Aim of the task >> From the passage on the critique of the model theory, extract verbatim the words running from "We now turn" up to and including "theories to data.".

Passage provided >>

++++++++++

We now turn to K&K’s critique of the model theory. We deal first with their criticisms of its three main predictions. We introduce three of its other predictions whose corroborations refute the inference-guessing theory. Finally, we address their analysis of fitting theories to data.

The Three Main Predictions of the Model Theory

Prediction 1: Only the four canonical selections should occur more often than chance

The model theory postulates that the meaning of a general conditional, if p then q, refers to the possibility of p and q in default of knowledge to the contrary and to the possibility of not-p whether the conditional is true or false (Johnson-Laird et al. 2015). It follows that a general conditional is true given that there is at least some example of p and q and no counterexamples of p and \( \overline{\mathrm{q}} \). The theory therefore predicts that four canonical selections should occur more often than chance: pq and p, which are examples of the hypothesis depending on whether or not it is interpreted as implying its converse; pq\( \overline{\mathrm{q}} \), which reflects partial insight into falsification; and p\( \overline{\mathrm{q}} \), which reflects complete insight. Any other of the 16 possible selections should not occur more often than chance (6.25%). The theory recognizes that all cognitive experiments may have participants who cannot or will not do the task, who guess, or who make eccentric selections or none at all, e.g., one of Wason’s initial participants, alas, went into a catatonic trance. K&K write: “[Guessing processes] play a critical role when evaluating the merit of competing theories, especially when doing so on the basis of aggregate data.” But guesses, refusals, and eccentricities, which fall into their category of “guesses”, do not elucidate the mental processes underlying the testing of hypotheses. Their analogs occur in other cognitive tasks, such as syllogistic reasoning.

K&K claim that there is no clear rationale for treating certain selections as canonical and others as “idiosyncratic and rare”. In fact, a clear rationale existed from the beginning: All and only selections occurring more often than chance should be treated as canonical. Three selections occurred more often than chance in the initial studies (see above), and we added the correct selection, in part because it is correct and in part because over 30% of participants made it in another early study (Wason 1969). Subsequent experiments confirmed these four selections as canonical, but they also raised the frequencies of two other selections to a marginal status (of 6% over all contents): q alone, and all four cards: p\( \overline{\mathrm{p}} \)q\( \overline{\mathrm{q}} \) (see Ragni et al. 2018, Table 2). As Ragni et al. argued, good theoretical grounds exist for rejecting these selections as idiosyncratic in the standard selection task.

++++++++++

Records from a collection
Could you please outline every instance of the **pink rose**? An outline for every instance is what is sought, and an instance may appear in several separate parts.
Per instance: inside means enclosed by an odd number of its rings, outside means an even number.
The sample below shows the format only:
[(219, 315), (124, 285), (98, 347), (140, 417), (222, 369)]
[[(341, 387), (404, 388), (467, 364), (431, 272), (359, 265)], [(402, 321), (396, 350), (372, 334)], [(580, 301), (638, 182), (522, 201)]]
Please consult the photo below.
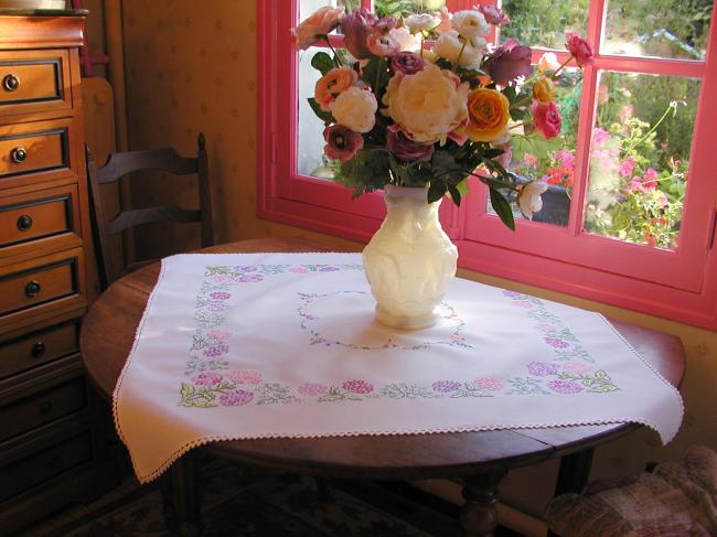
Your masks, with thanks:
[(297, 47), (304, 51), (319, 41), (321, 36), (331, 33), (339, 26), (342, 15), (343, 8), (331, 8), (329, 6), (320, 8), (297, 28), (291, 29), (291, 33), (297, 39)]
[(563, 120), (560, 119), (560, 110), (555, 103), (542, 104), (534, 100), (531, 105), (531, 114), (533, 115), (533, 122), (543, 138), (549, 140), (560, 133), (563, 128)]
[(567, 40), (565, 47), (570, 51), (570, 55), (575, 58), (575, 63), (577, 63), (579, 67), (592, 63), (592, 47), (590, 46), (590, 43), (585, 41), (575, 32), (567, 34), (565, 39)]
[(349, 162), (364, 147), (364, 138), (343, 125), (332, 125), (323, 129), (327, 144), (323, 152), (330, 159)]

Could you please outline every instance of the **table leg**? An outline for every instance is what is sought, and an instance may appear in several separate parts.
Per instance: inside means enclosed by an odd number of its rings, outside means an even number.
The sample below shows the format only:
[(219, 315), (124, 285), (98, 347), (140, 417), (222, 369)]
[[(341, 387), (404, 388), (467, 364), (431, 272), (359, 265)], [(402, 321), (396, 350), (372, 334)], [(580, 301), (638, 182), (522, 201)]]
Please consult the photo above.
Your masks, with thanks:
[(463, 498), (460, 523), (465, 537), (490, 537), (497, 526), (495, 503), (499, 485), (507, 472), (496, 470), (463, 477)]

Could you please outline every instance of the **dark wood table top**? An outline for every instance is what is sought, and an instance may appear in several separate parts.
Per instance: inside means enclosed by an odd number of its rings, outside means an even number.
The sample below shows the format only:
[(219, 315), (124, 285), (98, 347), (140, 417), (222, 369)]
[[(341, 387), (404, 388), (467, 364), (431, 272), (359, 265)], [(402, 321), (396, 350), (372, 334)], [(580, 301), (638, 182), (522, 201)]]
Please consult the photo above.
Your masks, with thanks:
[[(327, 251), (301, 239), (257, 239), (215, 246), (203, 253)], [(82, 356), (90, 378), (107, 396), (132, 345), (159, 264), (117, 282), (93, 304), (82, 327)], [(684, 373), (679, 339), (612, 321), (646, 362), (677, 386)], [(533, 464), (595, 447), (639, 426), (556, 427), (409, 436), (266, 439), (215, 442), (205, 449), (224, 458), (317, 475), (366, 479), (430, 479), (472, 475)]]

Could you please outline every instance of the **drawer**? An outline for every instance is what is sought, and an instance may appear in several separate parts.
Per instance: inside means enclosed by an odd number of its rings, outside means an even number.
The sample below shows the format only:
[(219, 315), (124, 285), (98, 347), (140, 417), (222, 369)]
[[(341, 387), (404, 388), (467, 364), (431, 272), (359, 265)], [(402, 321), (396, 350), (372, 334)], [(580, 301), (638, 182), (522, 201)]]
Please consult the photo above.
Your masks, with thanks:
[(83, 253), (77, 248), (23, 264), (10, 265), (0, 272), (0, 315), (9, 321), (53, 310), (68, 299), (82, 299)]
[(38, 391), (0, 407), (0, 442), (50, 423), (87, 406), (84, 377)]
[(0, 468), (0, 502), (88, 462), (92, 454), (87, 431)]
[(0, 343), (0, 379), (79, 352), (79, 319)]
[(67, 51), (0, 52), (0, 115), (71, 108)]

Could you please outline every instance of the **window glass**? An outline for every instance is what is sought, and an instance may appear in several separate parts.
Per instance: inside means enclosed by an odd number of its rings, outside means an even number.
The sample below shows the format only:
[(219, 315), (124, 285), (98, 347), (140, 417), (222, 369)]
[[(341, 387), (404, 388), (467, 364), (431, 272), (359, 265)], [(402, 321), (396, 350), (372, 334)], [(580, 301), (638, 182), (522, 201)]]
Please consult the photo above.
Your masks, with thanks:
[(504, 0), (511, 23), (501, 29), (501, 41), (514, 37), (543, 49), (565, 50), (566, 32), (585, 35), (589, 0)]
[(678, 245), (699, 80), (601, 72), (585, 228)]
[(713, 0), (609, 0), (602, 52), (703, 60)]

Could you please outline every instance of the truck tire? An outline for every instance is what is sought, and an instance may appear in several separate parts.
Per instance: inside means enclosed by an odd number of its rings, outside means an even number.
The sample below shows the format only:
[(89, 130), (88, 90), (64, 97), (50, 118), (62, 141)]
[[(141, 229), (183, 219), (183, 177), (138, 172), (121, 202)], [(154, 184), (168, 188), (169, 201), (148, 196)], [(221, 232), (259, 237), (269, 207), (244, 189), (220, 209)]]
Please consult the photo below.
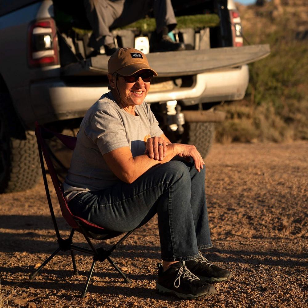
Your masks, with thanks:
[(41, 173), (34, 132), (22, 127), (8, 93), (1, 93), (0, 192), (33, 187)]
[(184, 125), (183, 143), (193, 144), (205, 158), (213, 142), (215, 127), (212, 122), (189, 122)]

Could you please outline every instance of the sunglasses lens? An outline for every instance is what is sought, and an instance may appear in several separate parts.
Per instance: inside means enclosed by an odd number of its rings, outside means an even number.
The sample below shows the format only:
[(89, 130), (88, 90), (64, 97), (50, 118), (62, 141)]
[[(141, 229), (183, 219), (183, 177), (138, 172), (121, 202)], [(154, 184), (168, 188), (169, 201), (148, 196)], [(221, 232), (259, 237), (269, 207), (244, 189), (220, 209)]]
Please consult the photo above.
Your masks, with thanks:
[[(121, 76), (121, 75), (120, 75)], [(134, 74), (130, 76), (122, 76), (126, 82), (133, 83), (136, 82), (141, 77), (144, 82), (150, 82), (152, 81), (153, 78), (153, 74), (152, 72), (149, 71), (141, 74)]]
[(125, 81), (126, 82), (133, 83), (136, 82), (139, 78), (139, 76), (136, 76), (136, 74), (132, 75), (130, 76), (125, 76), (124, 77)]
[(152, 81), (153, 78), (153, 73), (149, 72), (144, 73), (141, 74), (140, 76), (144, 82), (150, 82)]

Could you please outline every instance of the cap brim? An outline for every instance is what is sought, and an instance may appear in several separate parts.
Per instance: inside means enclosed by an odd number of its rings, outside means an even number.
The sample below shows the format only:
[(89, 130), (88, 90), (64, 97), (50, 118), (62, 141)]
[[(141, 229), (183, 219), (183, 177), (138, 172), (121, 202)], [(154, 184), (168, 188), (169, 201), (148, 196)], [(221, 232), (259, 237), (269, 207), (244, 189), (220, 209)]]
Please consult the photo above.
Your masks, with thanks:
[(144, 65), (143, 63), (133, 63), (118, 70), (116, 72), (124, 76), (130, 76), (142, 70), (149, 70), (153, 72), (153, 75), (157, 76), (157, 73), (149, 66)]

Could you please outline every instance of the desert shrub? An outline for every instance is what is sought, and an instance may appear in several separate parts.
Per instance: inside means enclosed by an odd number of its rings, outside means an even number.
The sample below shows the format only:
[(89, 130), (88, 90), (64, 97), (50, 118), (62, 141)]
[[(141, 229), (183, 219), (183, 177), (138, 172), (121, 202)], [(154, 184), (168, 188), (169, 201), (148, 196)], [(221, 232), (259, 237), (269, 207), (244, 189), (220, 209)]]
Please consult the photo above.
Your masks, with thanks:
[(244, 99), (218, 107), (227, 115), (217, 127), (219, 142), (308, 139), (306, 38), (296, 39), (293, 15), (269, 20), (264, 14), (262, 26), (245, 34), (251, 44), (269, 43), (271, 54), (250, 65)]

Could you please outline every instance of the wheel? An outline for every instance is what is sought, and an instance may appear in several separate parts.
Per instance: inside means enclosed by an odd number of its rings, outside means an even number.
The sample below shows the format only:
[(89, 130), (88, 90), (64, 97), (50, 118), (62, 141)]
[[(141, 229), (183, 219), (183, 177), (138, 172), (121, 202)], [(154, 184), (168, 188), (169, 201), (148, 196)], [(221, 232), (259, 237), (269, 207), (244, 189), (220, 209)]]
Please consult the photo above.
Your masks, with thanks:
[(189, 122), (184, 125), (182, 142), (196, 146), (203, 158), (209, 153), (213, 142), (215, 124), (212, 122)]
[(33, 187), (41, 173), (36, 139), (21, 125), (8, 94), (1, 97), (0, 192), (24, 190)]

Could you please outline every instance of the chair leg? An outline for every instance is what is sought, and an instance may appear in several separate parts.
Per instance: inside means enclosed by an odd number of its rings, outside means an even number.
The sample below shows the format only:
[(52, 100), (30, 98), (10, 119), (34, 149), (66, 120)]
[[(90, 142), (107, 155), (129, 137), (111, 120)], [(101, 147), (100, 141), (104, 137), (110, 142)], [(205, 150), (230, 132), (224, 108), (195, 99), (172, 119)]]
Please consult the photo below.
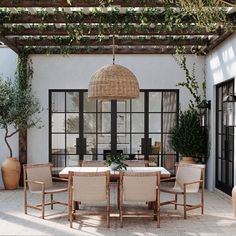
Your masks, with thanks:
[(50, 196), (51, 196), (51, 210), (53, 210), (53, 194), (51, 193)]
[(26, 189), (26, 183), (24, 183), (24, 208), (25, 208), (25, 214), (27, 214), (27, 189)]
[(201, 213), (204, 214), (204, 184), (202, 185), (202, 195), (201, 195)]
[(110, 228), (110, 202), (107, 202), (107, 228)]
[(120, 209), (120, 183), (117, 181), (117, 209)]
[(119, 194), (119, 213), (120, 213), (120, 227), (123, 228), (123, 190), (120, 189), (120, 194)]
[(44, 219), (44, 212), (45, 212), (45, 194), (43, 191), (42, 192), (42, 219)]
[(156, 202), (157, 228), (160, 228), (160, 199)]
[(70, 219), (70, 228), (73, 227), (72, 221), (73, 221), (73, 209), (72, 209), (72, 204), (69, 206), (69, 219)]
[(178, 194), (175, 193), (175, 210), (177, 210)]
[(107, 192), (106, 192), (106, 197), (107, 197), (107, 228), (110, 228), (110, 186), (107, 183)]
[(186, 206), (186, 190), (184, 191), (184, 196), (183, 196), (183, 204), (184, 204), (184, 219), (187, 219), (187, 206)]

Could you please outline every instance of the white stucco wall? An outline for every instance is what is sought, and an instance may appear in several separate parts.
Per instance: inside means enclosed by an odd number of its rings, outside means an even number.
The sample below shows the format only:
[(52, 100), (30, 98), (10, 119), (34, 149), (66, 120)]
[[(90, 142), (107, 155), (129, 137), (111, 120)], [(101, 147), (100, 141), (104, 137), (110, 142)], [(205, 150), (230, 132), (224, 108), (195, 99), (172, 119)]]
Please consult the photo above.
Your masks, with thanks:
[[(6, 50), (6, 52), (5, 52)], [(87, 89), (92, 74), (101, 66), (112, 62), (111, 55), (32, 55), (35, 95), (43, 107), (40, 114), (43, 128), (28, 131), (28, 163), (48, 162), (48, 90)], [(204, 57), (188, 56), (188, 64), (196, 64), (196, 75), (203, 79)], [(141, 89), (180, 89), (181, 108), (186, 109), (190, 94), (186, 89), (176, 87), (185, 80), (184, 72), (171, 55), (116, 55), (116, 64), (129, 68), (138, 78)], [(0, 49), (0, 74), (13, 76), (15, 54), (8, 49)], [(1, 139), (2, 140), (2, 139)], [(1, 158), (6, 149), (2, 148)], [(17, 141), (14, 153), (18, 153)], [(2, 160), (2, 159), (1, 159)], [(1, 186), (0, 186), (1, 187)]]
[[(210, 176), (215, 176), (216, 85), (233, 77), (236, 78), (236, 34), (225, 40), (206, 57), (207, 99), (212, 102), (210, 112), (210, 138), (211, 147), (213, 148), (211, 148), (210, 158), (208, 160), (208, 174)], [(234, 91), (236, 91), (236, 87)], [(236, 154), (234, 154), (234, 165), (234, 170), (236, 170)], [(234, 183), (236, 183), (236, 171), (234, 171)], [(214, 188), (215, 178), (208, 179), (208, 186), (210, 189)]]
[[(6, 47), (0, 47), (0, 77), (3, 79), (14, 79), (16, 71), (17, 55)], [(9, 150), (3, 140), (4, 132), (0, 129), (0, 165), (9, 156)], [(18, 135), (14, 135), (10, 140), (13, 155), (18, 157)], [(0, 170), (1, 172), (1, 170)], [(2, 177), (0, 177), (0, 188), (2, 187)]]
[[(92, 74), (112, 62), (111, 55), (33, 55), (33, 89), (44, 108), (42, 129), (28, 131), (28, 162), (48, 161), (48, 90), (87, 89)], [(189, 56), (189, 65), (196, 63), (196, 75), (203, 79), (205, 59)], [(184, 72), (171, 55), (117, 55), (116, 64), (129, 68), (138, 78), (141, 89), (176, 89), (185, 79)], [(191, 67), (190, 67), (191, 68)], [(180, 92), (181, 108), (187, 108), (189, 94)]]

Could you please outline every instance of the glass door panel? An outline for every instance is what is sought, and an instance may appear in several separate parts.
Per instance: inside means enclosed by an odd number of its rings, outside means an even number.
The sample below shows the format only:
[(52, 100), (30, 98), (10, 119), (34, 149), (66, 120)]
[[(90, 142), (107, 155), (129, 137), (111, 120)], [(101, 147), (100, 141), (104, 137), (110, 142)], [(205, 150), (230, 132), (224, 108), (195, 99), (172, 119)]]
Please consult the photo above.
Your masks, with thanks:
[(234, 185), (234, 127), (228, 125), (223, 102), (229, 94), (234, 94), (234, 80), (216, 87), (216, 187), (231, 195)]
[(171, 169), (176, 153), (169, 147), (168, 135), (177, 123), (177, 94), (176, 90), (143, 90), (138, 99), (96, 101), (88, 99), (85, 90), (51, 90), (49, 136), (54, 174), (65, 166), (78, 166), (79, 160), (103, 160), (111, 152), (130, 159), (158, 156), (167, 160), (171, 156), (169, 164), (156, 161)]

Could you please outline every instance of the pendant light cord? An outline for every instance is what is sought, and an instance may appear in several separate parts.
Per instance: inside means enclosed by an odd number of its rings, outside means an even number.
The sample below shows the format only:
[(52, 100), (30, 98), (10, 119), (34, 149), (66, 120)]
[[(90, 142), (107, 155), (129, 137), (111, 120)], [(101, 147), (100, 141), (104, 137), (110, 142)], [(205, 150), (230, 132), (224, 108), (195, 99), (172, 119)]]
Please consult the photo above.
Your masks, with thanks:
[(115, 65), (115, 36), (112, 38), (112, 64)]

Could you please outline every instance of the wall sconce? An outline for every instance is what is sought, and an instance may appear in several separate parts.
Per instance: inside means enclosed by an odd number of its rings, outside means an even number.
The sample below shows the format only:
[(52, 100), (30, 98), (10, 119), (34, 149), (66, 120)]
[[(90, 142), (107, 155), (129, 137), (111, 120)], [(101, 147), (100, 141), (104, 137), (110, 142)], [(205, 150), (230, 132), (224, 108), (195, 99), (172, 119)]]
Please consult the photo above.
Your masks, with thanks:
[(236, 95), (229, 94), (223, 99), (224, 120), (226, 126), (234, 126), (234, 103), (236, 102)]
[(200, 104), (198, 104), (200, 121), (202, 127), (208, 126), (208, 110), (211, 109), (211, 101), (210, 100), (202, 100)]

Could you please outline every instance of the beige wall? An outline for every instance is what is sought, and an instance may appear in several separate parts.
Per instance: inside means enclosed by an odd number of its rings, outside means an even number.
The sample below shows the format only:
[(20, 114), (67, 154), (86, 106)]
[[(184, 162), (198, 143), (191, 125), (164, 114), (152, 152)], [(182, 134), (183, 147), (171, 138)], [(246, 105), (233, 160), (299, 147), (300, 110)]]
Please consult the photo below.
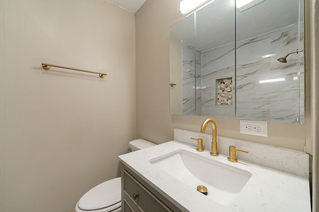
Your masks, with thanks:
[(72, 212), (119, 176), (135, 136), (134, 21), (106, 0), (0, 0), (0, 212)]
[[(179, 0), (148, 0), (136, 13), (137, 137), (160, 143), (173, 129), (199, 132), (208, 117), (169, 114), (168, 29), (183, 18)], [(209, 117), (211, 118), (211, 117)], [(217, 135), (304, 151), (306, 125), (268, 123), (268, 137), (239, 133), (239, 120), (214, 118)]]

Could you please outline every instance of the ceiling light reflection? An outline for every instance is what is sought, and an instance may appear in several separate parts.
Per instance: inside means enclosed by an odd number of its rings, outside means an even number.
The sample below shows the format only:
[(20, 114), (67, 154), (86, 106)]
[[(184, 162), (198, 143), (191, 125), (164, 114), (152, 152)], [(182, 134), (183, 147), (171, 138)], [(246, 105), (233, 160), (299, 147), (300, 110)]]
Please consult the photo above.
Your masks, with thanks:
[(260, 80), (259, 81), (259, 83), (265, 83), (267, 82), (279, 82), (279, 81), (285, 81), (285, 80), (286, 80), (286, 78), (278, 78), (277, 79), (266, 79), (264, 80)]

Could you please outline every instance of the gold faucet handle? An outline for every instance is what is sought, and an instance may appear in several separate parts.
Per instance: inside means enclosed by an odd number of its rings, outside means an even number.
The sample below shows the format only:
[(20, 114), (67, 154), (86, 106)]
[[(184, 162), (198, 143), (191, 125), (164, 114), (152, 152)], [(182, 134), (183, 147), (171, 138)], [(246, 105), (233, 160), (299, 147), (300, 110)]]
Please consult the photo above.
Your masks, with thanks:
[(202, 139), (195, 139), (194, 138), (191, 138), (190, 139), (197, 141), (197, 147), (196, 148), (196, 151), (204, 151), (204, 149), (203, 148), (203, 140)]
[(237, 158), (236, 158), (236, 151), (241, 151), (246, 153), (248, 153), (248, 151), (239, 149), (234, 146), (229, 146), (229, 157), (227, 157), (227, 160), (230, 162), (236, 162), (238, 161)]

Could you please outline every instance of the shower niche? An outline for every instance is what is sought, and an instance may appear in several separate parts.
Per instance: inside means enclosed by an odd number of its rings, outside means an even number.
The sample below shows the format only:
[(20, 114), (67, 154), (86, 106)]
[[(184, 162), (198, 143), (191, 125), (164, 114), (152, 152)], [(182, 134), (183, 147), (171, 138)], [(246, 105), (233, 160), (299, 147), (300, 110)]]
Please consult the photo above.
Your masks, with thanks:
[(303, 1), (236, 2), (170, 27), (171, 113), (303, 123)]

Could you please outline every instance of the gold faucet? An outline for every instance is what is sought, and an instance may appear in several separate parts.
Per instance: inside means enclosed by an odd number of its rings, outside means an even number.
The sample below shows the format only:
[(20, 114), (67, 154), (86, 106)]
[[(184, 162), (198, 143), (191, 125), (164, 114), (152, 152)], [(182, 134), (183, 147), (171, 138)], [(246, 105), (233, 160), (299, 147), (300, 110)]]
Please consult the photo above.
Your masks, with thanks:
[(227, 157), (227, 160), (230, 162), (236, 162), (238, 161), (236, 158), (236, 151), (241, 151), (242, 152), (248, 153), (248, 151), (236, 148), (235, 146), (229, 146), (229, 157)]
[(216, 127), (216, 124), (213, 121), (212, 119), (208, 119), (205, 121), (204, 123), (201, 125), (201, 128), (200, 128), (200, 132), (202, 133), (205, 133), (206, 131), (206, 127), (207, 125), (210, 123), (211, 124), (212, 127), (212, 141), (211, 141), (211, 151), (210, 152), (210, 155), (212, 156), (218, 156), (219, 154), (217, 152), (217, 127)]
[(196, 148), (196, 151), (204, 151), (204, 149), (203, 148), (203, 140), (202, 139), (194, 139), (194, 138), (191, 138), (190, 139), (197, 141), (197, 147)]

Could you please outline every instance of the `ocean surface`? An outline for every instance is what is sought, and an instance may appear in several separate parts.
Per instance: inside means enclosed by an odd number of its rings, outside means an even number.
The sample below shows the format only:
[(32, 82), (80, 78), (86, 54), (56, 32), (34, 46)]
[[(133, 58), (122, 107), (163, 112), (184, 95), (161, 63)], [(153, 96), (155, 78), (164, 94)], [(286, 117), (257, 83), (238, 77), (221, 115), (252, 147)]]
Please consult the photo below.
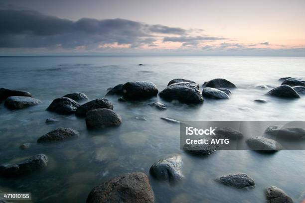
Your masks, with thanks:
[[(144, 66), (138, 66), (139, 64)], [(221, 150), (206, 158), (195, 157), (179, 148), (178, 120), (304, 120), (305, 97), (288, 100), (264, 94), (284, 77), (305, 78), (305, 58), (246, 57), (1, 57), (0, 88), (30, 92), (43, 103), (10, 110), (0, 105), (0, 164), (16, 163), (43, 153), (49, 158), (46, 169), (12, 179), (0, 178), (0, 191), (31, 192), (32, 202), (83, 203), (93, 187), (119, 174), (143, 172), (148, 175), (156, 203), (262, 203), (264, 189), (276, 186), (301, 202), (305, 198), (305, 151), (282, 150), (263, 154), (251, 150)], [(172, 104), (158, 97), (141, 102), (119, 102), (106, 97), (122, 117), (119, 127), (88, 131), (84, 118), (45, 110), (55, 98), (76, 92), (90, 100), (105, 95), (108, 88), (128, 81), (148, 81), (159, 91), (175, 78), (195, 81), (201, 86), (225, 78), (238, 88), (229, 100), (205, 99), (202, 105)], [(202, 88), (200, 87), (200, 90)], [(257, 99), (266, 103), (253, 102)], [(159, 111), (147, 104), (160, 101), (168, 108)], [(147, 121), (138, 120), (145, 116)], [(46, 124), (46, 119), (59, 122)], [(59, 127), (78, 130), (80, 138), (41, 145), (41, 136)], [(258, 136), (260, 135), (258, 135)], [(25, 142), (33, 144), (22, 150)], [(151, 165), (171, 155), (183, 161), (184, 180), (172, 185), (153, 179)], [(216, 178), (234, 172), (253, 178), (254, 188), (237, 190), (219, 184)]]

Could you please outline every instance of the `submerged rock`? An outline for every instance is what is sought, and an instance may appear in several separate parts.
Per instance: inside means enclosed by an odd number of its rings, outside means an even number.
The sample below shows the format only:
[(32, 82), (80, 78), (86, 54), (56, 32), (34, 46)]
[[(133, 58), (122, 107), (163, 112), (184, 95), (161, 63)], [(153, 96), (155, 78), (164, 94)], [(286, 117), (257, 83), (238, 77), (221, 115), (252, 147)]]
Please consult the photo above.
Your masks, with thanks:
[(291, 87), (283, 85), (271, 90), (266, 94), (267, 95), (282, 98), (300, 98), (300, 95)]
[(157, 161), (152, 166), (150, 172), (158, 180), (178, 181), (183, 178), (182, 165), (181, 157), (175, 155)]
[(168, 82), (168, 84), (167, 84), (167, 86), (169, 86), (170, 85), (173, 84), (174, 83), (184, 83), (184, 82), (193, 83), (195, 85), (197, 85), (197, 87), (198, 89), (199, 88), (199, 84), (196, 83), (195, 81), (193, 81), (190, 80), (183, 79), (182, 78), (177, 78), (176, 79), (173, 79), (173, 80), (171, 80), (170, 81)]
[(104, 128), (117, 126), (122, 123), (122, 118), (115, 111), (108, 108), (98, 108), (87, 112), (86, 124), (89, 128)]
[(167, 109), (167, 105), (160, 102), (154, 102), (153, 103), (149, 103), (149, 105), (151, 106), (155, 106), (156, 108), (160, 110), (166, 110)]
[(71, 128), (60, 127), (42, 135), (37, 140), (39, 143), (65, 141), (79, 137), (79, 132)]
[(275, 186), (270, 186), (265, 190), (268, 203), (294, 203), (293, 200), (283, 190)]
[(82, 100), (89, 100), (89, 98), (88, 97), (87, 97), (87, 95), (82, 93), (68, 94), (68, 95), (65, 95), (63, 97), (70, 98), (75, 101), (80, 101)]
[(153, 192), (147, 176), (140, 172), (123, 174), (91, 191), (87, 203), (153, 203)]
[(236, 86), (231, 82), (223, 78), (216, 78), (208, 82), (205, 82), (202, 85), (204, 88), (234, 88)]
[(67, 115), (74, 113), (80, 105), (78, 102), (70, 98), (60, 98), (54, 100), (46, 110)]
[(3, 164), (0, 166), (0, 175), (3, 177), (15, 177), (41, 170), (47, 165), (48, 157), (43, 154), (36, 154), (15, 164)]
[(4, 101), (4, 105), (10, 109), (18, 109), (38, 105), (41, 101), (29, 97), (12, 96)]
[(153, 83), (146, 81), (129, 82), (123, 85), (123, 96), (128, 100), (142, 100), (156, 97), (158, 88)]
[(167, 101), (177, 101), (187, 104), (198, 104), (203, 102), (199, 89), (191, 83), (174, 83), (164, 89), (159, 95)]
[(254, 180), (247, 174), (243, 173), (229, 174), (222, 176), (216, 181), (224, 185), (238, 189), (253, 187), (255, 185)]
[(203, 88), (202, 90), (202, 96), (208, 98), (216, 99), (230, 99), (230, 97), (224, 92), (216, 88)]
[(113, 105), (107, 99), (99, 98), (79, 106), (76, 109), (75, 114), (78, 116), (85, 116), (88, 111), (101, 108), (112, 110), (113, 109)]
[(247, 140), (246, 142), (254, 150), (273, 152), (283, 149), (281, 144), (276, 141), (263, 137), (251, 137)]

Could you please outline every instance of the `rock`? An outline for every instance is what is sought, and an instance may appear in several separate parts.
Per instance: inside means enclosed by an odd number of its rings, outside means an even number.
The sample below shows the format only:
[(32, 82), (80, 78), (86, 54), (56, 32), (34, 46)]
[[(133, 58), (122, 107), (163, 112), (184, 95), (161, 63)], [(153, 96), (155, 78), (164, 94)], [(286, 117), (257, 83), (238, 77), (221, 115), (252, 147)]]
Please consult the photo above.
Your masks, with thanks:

++++++++++

Solution to this problem >>
We now turn to K&K’s critique of the model theory. We deal first with their criticisms of its three main predictions. We introduce three of its other predictions whose corroborations refute the inference-guessing theory. Finally, we address their analysis of fitting theories to data.